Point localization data
*** Block opens ***
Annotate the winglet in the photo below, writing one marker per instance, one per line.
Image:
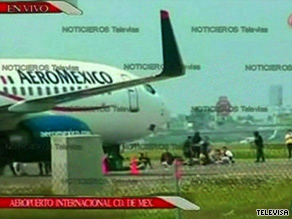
(172, 61)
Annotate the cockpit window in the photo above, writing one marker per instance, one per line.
(149, 88)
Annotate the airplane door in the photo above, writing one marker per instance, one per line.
(133, 96)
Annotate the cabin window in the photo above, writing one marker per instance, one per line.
(22, 91)
(14, 90)
(40, 91)
(56, 89)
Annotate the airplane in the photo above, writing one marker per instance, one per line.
(40, 98)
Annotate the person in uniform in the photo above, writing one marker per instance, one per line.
(259, 143)
(288, 139)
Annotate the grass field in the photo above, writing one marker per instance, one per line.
(224, 196)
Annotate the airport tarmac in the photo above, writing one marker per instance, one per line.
(279, 168)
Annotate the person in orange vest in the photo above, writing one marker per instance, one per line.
(288, 138)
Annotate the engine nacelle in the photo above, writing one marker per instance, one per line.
(31, 141)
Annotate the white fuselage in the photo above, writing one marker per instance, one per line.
(131, 112)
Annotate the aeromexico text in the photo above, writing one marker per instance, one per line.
(64, 77)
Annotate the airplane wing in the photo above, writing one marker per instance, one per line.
(173, 67)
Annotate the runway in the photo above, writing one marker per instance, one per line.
(250, 171)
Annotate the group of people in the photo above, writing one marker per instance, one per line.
(197, 150)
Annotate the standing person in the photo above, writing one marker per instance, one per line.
(187, 150)
(205, 143)
(145, 160)
(288, 138)
(259, 142)
(196, 144)
(166, 158)
(227, 155)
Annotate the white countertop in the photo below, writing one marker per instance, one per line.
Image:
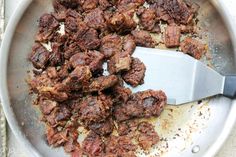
(14, 150)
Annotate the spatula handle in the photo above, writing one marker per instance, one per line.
(230, 86)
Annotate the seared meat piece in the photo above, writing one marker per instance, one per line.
(121, 23)
(47, 106)
(89, 40)
(193, 47)
(178, 10)
(136, 74)
(96, 61)
(56, 93)
(119, 63)
(69, 3)
(56, 56)
(120, 146)
(103, 82)
(102, 128)
(89, 5)
(94, 109)
(39, 56)
(39, 81)
(110, 45)
(95, 19)
(172, 36)
(104, 4)
(127, 127)
(78, 78)
(79, 59)
(143, 38)
(142, 104)
(128, 45)
(121, 94)
(148, 19)
(93, 59)
(93, 145)
(47, 26)
(147, 136)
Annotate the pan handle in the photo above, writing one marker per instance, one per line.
(230, 86)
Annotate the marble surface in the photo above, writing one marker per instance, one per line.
(14, 149)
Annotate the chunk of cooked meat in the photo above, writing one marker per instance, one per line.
(135, 76)
(93, 145)
(148, 19)
(129, 45)
(89, 40)
(193, 47)
(119, 63)
(147, 136)
(94, 109)
(47, 26)
(89, 5)
(127, 127)
(78, 78)
(95, 19)
(121, 23)
(141, 104)
(178, 10)
(39, 56)
(143, 38)
(47, 106)
(110, 45)
(93, 59)
(102, 83)
(120, 146)
(172, 36)
(103, 128)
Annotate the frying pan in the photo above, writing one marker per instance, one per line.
(196, 129)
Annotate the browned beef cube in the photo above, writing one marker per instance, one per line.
(147, 136)
(47, 106)
(118, 63)
(56, 93)
(143, 38)
(94, 109)
(127, 127)
(120, 146)
(39, 56)
(95, 19)
(89, 40)
(47, 26)
(104, 4)
(102, 128)
(142, 104)
(193, 47)
(78, 78)
(135, 76)
(121, 23)
(79, 59)
(96, 61)
(129, 45)
(93, 145)
(172, 36)
(56, 56)
(103, 82)
(89, 5)
(148, 19)
(178, 10)
(111, 45)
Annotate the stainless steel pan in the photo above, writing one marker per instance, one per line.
(197, 129)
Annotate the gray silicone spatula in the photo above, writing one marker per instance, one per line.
(183, 78)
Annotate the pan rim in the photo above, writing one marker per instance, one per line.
(4, 94)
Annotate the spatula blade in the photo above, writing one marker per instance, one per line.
(183, 78)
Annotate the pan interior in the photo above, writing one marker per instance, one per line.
(183, 129)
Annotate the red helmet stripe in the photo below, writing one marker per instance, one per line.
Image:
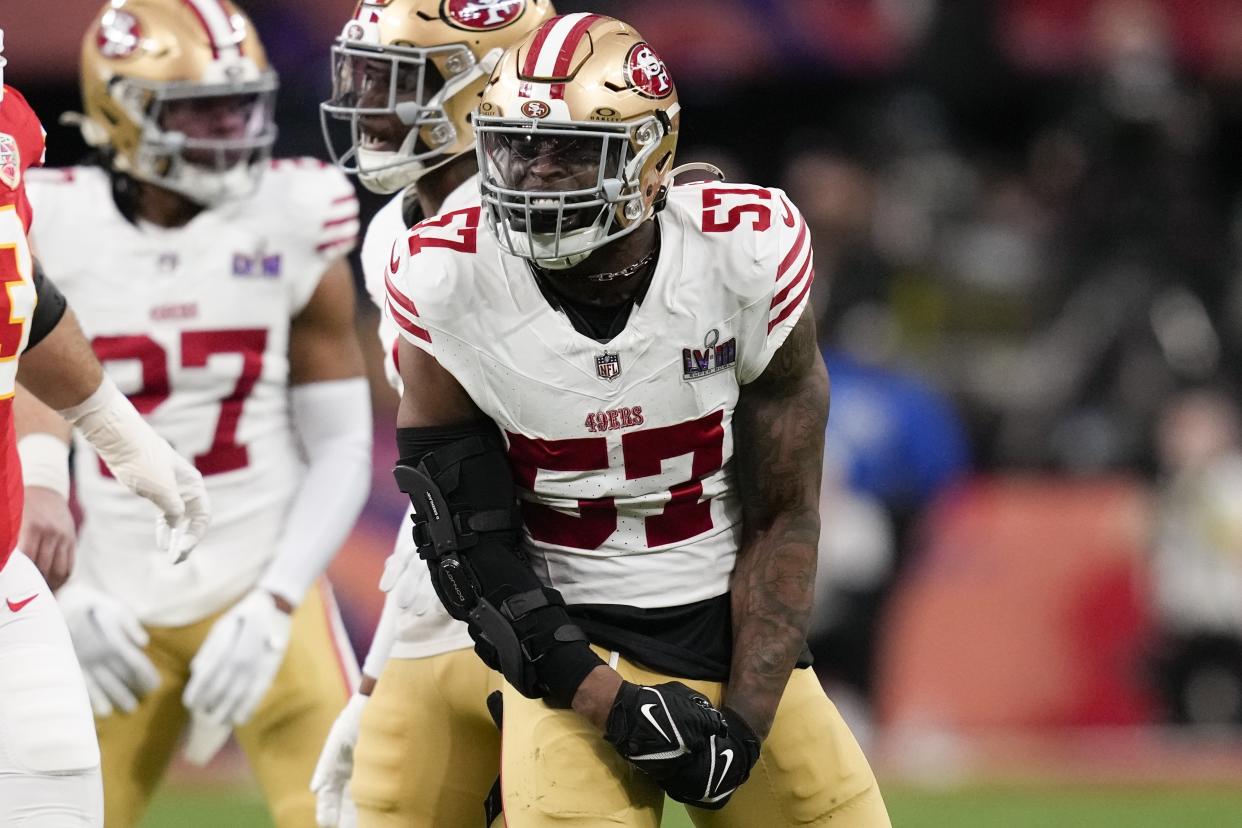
(217, 22)
(554, 45)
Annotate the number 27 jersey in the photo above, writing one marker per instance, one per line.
(622, 451)
(193, 324)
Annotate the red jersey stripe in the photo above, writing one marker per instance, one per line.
(398, 297)
(409, 327)
(791, 256)
(784, 292)
(791, 306)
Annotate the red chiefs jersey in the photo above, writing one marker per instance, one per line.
(21, 147)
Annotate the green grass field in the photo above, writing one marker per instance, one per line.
(973, 807)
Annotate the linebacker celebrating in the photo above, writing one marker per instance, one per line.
(216, 294)
(639, 355)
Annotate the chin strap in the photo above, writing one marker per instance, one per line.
(697, 166)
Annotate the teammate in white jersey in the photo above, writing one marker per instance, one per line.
(49, 755)
(406, 77)
(639, 358)
(214, 288)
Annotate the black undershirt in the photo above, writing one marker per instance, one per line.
(693, 641)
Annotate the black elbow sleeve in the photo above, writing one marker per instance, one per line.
(49, 310)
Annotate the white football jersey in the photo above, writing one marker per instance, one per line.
(436, 631)
(622, 451)
(193, 324)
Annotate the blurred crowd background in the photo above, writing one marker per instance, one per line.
(1027, 221)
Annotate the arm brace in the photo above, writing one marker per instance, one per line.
(49, 309)
(333, 423)
(466, 528)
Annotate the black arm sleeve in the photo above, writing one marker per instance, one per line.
(50, 309)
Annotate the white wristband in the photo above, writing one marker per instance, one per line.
(45, 462)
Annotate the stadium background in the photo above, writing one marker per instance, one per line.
(1027, 212)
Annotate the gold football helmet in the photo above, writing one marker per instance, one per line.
(406, 76)
(179, 93)
(576, 135)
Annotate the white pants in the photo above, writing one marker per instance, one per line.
(49, 754)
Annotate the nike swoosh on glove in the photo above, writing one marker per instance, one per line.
(335, 766)
(108, 641)
(696, 752)
(145, 464)
(235, 667)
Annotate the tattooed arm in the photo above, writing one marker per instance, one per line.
(779, 450)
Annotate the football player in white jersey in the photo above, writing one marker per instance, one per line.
(639, 355)
(49, 756)
(213, 286)
(406, 78)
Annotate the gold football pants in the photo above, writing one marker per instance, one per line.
(558, 771)
(282, 740)
(427, 749)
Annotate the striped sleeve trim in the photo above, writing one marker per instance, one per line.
(794, 274)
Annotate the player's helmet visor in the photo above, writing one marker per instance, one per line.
(555, 190)
(206, 140)
(386, 106)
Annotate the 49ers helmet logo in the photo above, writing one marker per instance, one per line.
(646, 73)
(10, 162)
(482, 15)
(119, 34)
(535, 109)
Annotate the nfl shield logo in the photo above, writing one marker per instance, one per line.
(10, 162)
(607, 366)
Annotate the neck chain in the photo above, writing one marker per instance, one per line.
(625, 271)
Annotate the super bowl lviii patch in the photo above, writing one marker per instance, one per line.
(10, 162)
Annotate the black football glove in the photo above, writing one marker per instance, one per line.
(694, 752)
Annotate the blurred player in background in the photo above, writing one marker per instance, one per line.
(639, 358)
(424, 751)
(49, 756)
(214, 288)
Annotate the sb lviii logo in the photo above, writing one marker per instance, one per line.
(646, 73)
(482, 15)
(10, 162)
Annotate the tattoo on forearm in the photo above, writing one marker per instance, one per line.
(779, 435)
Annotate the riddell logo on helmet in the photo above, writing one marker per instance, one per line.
(646, 73)
(119, 34)
(482, 15)
(535, 109)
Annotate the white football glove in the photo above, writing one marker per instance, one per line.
(108, 639)
(234, 668)
(332, 772)
(407, 579)
(145, 464)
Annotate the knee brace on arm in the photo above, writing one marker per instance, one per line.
(467, 530)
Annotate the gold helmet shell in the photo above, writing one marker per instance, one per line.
(412, 70)
(140, 58)
(578, 78)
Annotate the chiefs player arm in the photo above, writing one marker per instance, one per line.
(779, 435)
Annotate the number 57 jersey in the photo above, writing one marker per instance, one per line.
(622, 451)
(193, 324)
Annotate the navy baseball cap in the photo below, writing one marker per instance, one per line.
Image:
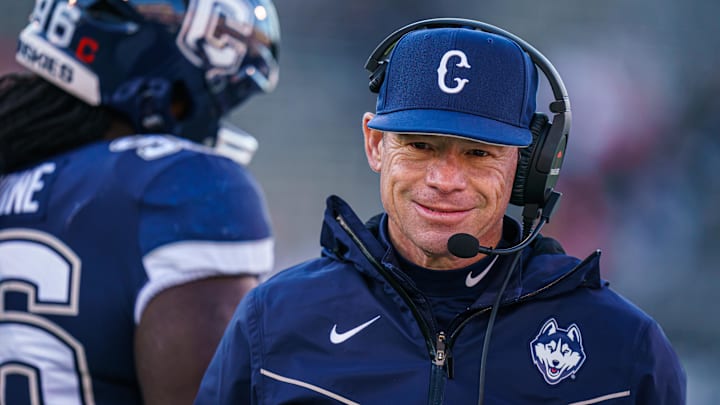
(458, 82)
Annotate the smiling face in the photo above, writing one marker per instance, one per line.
(433, 187)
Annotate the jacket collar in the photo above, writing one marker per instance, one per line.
(544, 274)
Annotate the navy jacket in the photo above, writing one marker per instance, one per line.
(340, 329)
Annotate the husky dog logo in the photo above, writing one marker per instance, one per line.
(557, 353)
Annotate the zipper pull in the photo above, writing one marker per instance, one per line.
(440, 354)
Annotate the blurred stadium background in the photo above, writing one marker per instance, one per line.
(641, 178)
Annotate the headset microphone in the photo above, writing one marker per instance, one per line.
(465, 246)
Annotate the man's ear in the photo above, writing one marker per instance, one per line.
(373, 143)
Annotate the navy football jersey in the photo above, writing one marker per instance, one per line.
(89, 237)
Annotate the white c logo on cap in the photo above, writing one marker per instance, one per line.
(442, 71)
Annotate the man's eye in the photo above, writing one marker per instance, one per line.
(420, 145)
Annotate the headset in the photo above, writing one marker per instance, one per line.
(539, 164)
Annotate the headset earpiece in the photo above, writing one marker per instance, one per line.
(377, 77)
(539, 127)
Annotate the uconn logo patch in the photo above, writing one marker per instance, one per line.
(442, 71)
(557, 353)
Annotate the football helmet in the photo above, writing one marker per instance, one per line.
(175, 66)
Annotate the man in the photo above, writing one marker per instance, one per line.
(401, 310)
(123, 256)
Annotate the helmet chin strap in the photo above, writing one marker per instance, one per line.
(145, 102)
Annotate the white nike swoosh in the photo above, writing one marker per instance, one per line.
(471, 281)
(341, 337)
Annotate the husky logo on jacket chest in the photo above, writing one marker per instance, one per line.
(558, 353)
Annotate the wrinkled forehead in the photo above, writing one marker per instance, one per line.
(434, 137)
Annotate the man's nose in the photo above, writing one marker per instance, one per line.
(446, 173)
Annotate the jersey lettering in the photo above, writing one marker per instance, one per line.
(50, 359)
(17, 191)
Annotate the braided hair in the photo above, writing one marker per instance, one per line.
(39, 120)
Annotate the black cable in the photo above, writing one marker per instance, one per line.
(488, 330)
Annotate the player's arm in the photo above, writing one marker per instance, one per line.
(179, 332)
(660, 375)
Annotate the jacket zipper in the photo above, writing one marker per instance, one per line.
(438, 352)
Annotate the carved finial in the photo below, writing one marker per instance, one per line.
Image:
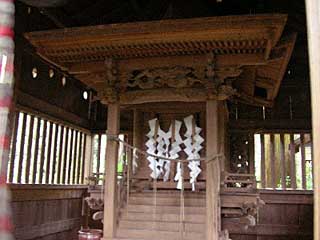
(110, 94)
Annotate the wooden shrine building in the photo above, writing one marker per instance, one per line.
(161, 120)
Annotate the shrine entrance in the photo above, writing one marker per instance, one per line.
(176, 77)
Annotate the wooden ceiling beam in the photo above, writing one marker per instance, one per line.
(255, 59)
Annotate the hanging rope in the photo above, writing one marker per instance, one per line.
(180, 161)
(205, 159)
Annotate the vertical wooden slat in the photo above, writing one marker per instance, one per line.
(54, 157)
(22, 142)
(47, 172)
(79, 158)
(28, 160)
(282, 162)
(13, 148)
(99, 153)
(36, 152)
(292, 163)
(263, 162)
(43, 151)
(71, 158)
(313, 16)
(273, 162)
(303, 162)
(84, 157)
(75, 159)
(59, 172)
(65, 158)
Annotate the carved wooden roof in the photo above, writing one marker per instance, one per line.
(245, 48)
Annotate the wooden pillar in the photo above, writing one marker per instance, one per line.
(110, 195)
(313, 24)
(213, 225)
(137, 128)
(223, 143)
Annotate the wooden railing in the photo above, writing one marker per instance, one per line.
(47, 211)
(284, 160)
(44, 151)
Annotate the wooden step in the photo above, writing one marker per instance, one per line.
(168, 201)
(170, 217)
(174, 194)
(164, 209)
(162, 226)
(157, 235)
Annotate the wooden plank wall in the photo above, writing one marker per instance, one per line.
(46, 212)
(286, 215)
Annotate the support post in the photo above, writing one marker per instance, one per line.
(137, 129)
(110, 194)
(213, 224)
(313, 25)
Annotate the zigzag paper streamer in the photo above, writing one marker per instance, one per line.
(192, 148)
(134, 161)
(163, 140)
(174, 152)
(152, 149)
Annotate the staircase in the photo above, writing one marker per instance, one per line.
(140, 219)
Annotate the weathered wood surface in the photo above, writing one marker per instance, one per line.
(247, 47)
(111, 161)
(313, 14)
(46, 212)
(286, 215)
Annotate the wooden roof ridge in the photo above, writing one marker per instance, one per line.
(249, 48)
(179, 25)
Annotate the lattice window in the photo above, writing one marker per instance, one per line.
(45, 152)
(284, 160)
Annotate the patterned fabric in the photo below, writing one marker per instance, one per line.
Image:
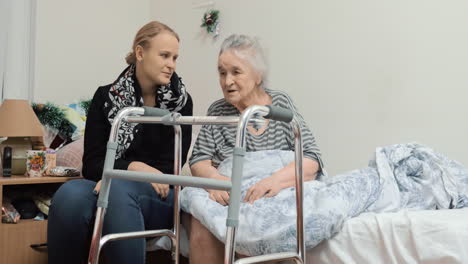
(401, 176)
(216, 142)
(123, 94)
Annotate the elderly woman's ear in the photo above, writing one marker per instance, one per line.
(259, 79)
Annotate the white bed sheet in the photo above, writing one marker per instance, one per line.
(437, 236)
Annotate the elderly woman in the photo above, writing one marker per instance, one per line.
(242, 76)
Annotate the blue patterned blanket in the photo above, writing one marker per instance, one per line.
(400, 176)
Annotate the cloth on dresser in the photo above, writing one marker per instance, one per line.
(400, 176)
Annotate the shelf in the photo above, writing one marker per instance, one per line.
(17, 179)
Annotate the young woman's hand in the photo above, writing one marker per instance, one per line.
(97, 188)
(161, 189)
(267, 187)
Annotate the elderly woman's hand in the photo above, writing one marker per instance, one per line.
(267, 187)
(221, 197)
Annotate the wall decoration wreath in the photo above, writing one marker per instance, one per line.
(210, 21)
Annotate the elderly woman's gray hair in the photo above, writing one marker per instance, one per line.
(249, 49)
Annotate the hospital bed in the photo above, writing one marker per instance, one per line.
(423, 237)
(160, 116)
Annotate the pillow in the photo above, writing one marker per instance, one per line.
(71, 155)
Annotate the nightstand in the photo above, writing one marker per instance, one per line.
(16, 239)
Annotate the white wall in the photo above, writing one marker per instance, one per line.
(81, 45)
(364, 73)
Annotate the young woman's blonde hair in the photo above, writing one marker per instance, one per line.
(144, 35)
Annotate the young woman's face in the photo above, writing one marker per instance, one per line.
(158, 60)
(237, 78)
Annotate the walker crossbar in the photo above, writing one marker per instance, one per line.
(161, 116)
(169, 179)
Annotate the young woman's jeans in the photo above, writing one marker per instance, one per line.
(133, 206)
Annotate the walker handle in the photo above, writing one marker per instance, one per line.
(154, 111)
(279, 114)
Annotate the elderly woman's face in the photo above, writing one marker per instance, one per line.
(237, 78)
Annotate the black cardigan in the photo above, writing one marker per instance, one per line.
(153, 144)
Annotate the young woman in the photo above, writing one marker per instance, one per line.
(149, 80)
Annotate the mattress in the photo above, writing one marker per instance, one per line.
(437, 236)
(423, 237)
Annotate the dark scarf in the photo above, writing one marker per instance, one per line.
(172, 96)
*** Block closes ***
Identify the lines in the entries above that contain "below", then copy them out.

Annotate the winglet in the photo below, writing one marker per instance, one per line.
Annotate the white countertop in the photo below, writing one marker per instance, one per line.
Annotate the red helmet stripe in the photo below, writing one marker per instance, one per line.
Annotate the navy baseball cap in the photo below, writing one marker per instance, one per line.
Annotate the carved finial in the photo below, writing one marker per instance, one per line.
Annotate the patterned fabric in the photo below, writing one marker per instance, one per line.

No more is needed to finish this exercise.